[REQUIRED WORK]: Put every line of the records below into a Markdown table with the columns Row and Line, numbering the rows in order and leaving out any blank lines.

[INFORMATION GIVEN]:
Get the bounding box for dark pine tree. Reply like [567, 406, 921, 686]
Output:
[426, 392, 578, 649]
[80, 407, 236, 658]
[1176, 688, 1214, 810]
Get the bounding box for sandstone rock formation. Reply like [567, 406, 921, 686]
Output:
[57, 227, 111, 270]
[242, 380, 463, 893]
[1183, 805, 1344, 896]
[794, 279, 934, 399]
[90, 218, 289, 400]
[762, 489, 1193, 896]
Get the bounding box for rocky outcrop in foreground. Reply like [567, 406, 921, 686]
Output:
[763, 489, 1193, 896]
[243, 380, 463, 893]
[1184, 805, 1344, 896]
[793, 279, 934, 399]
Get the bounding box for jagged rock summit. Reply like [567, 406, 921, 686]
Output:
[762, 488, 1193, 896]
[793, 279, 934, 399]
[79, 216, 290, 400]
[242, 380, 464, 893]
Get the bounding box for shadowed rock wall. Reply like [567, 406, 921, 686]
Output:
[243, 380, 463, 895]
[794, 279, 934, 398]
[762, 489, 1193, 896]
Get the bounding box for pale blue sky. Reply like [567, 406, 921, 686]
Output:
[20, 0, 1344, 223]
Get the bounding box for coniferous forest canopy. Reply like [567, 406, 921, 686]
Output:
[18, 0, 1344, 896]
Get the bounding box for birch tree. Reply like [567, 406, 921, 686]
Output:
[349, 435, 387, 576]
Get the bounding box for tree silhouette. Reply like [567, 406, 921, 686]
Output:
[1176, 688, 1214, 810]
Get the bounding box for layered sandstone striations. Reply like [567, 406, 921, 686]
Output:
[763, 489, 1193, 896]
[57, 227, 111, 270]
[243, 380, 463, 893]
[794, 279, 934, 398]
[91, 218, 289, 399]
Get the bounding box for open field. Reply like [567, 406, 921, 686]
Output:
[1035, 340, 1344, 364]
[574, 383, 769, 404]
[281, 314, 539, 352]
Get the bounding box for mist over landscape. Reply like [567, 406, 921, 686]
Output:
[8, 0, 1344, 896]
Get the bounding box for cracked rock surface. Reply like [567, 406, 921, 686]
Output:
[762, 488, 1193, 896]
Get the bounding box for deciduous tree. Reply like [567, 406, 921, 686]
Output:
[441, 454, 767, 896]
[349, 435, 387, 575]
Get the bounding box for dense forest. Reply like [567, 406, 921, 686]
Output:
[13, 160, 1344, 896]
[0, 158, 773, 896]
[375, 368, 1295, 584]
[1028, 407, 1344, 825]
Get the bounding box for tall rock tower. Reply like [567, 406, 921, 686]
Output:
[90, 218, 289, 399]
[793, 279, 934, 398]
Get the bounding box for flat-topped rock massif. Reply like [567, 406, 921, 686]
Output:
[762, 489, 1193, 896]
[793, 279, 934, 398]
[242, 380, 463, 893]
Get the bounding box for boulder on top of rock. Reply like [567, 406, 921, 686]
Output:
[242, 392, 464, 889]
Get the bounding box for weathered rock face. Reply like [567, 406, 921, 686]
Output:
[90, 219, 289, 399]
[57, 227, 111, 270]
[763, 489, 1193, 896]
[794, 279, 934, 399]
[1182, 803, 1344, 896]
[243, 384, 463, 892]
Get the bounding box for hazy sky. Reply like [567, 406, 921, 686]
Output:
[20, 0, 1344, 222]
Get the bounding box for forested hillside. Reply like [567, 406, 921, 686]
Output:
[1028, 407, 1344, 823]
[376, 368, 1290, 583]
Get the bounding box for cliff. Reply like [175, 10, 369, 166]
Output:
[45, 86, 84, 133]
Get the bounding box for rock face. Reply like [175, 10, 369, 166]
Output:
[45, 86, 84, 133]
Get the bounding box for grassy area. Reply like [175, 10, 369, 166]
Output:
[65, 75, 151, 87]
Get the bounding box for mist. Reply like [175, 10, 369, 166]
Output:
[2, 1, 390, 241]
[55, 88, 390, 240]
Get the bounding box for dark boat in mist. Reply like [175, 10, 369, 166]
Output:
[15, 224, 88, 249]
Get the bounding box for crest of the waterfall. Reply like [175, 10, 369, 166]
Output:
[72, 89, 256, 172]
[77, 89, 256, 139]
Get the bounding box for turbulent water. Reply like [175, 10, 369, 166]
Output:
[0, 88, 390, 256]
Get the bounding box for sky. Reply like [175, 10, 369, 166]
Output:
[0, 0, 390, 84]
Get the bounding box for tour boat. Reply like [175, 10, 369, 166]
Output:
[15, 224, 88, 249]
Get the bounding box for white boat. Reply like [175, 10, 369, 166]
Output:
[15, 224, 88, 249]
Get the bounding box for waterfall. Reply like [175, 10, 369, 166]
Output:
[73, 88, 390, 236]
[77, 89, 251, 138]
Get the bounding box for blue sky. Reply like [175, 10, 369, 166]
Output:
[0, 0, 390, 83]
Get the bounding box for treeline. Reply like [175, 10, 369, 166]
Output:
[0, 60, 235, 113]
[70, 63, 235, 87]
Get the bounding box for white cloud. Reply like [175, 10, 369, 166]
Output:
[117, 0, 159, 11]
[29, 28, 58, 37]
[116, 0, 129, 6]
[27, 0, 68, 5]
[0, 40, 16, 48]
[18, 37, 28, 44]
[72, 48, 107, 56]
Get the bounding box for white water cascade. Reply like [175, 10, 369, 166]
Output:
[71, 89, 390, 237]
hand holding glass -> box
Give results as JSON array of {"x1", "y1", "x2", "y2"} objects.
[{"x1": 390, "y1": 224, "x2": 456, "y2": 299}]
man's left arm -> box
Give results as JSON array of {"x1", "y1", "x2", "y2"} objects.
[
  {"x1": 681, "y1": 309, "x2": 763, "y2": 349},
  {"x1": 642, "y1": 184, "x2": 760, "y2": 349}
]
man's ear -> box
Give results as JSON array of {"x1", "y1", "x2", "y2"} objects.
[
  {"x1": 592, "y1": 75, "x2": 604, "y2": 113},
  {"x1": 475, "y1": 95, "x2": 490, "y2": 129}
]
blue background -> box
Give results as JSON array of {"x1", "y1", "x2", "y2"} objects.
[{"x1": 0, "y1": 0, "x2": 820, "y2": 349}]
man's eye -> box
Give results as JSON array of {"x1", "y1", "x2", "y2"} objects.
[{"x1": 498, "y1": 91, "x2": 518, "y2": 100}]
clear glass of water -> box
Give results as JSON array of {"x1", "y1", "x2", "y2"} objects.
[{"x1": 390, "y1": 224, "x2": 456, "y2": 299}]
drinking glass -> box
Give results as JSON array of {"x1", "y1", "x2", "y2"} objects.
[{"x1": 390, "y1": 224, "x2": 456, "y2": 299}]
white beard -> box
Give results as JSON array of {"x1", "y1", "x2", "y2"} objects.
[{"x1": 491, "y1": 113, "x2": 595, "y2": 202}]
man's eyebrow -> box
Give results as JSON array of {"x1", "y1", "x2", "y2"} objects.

[FULL RESPONSE]:
| Row | Line |
|---|---|
| 1 | Get the bounding box for dark pine tree. Reply like [567, 406, 921, 686] |
| 2 | Output: |
| 3 | [426, 392, 578, 649] |
| 4 | [80, 407, 236, 658] |
| 5 | [1176, 688, 1214, 810] |
| 6 | Get the bounding box for sandstone rock formation. Reply like [567, 406, 921, 686] |
| 7 | Output: |
| 8 | [57, 227, 111, 270] |
| 9 | [242, 380, 463, 893] |
| 10 | [1183, 805, 1344, 896] |
| 11 | [794, 279, 934, 399] |
| 12 | [90, 218, 289, 400] |
| 13 | [762, 489, 1193, 896] |
| 14 | Get the bounding box for rocky outcrop in foreground. Reply like [567, 406, 921, 686] |
| 15 | Output: |
| 16 | [763, 489, 1193, 896] |
| 17 | [243, 380, 463, 893] |
| 18 | [1184, 805, 1344, 896] |
| 19 | [793, 279, 934, 399] |
| 20 | Get the bounding box for jagged rock summit. Reply like [567, 406, 921, 686] |
| 21 | Output: |
| 22 | [762, 488, 1193, 896] |
| 23 | [793, 279, 934, 399] |
| 24 | [79, 216, 290, 400] |
| 25 | [242, 380, 464, 893] |
| 26 | Get the bounding box for shadowed rock wall. Reply like [567, 406, 921, 686] |
| 27 | Output: |
| 28 | [243, 380, 463, 895] |
| 29 | [794, 279, 934, 398] |
| 30 | [762, 489, 1193, 896] |
| 31 | Get the bounding box for pale blue sky. Reply like [567, 406, 921, 686] |
| 32 | Output: |
| 33 | [20, 0, 1344, 223] |
| 34 | Get the bounding box for coniferous forest canopy. Reply like [567, 406, 921, 686] |
| 35 | Output: |
| 36 | [18, 0, 1344, 896] |
| 37 | Get the bounding box for birch tree. Reply like [567, 406, 921, 686] |
| 38 | Output: |
| 39 | [349, 435, 387, 576] |
| 40 | Get the bounding box for tree silhouette. Reply like [567, 406, 921, 686] |
| 41 | Output: |
| 42 | [1176, 688, 1214, 810] |
| 43 | Get the bounding box for layered sandstone striations. Reply like [567, 406, 921, 686] |
| 44 | Output: |
| 45 | [763, 489, 1193, 896] |
| 46 | [57, 227, 111, 270] |
| 47 | [243, 380, 463, 893] |
| 48 | [794, 279, 934, 398] |
| 49 | [91, 218, 289, 399] |
| 50 | Get the bounding box for open field. Reply like [567, 406, 921, 686] |
| 51 | Output: |
| 52 | [1035, 340, 1344, 364] |
| 53 | [574, 383, 769, 404] |
| 54 | [281, 314, 539, 352] |
| 55 | Get the bounding box for mist over landscape. Reply like [567, 406, 921, 686] |
| 56 | Output: |
| 57 | [8, 0, 1344, 896] |
| 58 | Get the bounding box for cracked rock surface. Reply like [567, 406, 921, 686] |
| 59 | Output: |
| 60 | [762, 488, 1193, 896] |
| 61 | Get the bounding box for deciduous tree. Reply like [567, 406, 921, 686] |
| 62 | Output: |
| 63 | [441, 454, 767, 896] |
| 64 | [349, 435, 387, 575] |
| 65 | Get the bounding box for dense forest. Reply like [567, 406, 921, 686] |
| 66 | Output: |
| 67 | [13, 160, 1344, 896] |
| 68 | [0, 158, 773, 896] |
| 69 | [375, 368, 1295, 584] |
| 70 | [1028, 407, 1344, 825] |
| 71 | Get the bounding box for tall rock tower. Reply like [567, 406, 921, 686] |
| 72 | Output: |
| 73 | [90, 218, 289, 399] |
| 74 | [793, 279, 934, 398] |
| 75 | Get the bounding box for flat-topped rock massif. Reply like [567, 406, 921, 686] |
| 76 | Output: |
| 77 | [762, 489, 1193, 896] |
| 78 | [793, 279, 934, 398] |
| 79 | [242, 380, 463, 893] |
| 80 | Get the bounding box for boulder on top of rock. Reply like [567, 406, 921, 686] |
| 81 | Output: |
| 82 | [242, 392, 464, 889] |
| 83 | Get the bounding box for weathered rock face. Reply like [567, 406, 921, 686] |
| 84 | Output: |
| 85 | [90, 219, 289, 399] |
| 86 | [57, 227, 111, 270] |
| 87 | [763, 489, 1193, 896] |
| 88 | [794, 279, 934, 399] |
| 89 | [1182, 803, 1344, 896] |
| 90 | [243, 384, 463, 892] |
| 91 | Get the bounding box for hazy sky. Reply like [567, 406, 921, 686] |
| 92 | Output: |
| 93 | [20, 0, 1344, 222] |
| 94 | Get the bounding box for forested hillside. Reply like [567, 406, 921, 686] |
| 95 | Output: |
| 96 | [1028, 407, 1344, 823] |
| 97 | [376, 368, 1290, 583] |
| 98 | Get the bounding box for cliff. Reply like [175, 10, 369, 166] |
| 99 | Output: |
| 100 | [45, 86, 84, 133] |
| 101 | Get the bounding box for rock face. Reply like [175, 10, 369, 166] |
| 102 | Output: |
| 103 | [45, 86, 84, 133] |
| 104 | Get the bounding box for grassy area. Reply like [175, 10, 369, 166] |
| 105 | Output: |
| 106 | [65, 75, 151, 87] |
| 107 | Get the bounding box for mist. Reply like [175, 10, 369, 166] |
| 108 | Output: |
| 109 | [2, 1, 390, 241] |
| 110 | [55, 88, 390, 240] |
| 111 | Get the bounding box for dark boat in mist. Reply like [175, 10, 369, 166] |
| 112 | Output: |
| 113 | [15, 224, 88, 249] |
| 114 | Get the bounding box for crest of the waterfall. Reply like [175, 10, 369, 166] |
| 115 | Output: |
| 116 | [72, 89, 256, 172] |
| 117 | [77, 89, 256, 139] |
| 118 | Get the bounding box for turbulent water. Reply like [175, 10, 369, 166] |
| 119 | Output: |
| 120 | [0, 88, 390, 256] |
| 121 | Get the bounding box for sky. Reply like [175, 10, 369, 166] |
| 122 | Output: |
| 123 | [0, 0, 390, 84] |
| 124 | Get the bounding box for tour boat. Reply like [175, 10, 369, 166] |
| 125 | Output: |
| 126 | [15, 224, 88, 249] |
| 127 | Get the bounding box for white boat. Reply like [175, 10, 369, 166] |
| 128 | Output: |
| 129 | [15, 224, 88, 249] |
| 130 | Get the bounding box for waterfall. Reply like [175, 10, 369, 166] |
| 131 | Output: |
| 132 | [73, 88, 390, 236] |
| 133 | [77, 89, 251, 138] |
| 134 | Get the bounding box for blue sky. Reply like [175, 10, 369, 166] |
| 135 | Output: |
| 136 | [0, 0, 390, 83] |
| 137 | Get the bounding box for treeline. Reply like [175, 10, 369, 166] |
| 138 | Output: |
| 139 | [0, 60, 235, 113] |
| 140 | [70, 63, 235, 87] |
| 141 | Get the bounding box for white cloud. Reply like [175, 10, 369, 166] |
| 142 | Output: |
| 143 | [117, 0, 159, 11] |
| 144 | [29, 28, 58, 37] |
| 145 | [116, 0, 129, 6] |
| 146 | [27, 0, 68, 5] |
| 147 | [0, 40, 16, 48] |
| 148 | [18, 37, 28, 44] |
| 149 | [72, 48, 107, 56] |
| 150 | Get the bounding box for white water cascade. Reply like [175, 10, 369, 166] |
| 151 | Output: |
| 152 | [71, 89, 390, 237] |
| 153 | hand holding glass -> box |
| 154 | Give results as JSON array of {"x1", "y1", "x2", "y2"} objects. |
| 155 | [{"x1": 390, "y1": 224, "x2": 456, "y2": 299}] |
| 156 | man's left arm -> box |
| 157 | Give results as JSON array of {"x1", "y1", "x2", "y2"} objects. |
| 158 | [ |
| 159 |   {"x1": 681, "y1": 309, "x2": 763, "y2": 349}, |
| 160 |   {"x1": 642, "y1": 184, "x2": 760, "y2": 349} |
| 161 | ] |
| 162 | man's ear -> box |
| 163 | Give results as JSON array of {"x1", "y1", "x2", "y2"} objects. |
| 164 | [ |
| 165 |   {"x1": 592, "y1": 75, "x2": 604, "y2": 113}, |
| 166 |   {"x1": 475, "y1": 95, "x2": 490, "y2": 129} |
| 167 | ] |
| 168 | blue background -> box |
| 169 | Give results as JSON array of {"x1", "y1", "x2", "y2"} objects. |
| 170 | [{"x1": 0, "y1": 0, "x2": 820, "y2": 349}] |
| 171 | man's eye -> box |
| 172 | Give results as JSON array of {"x1", "y1", "x2", "y2"} objects. |
| 173 | [{"x1": 498, "y1": 91, "x2": 518, "y2": 100}] |
| 174 | clear glass of water -> box |
| 175 | Give results as JSON array of {"x1", "y1", "x2", "y2"} objects. |
| 176 | [{"x1": 390, "y1": 224, "x2": 456, "y2": 299}] |
| 177 | drinking glass -> box |
| 178 | Give results as JSON array of {"x1", "y1", "x2", "y2"} objects. |
| 179 | [{"x1": 390, "y1": 224, "x2": 456, "y2": 299}] |
| 180 | white beard -> box |
| 181 | Give results as JSON array of {"x1", "y1", "x2", "y2"} objects. |
| 182 | [{"x1": 491, "y1": 113, "x2": 595, "y2": 202}] |
| 183 | man's eyebrow -> box |
| 184 | Give results as JSON array of {"x1", "y1", "x2", "y2"} objects. |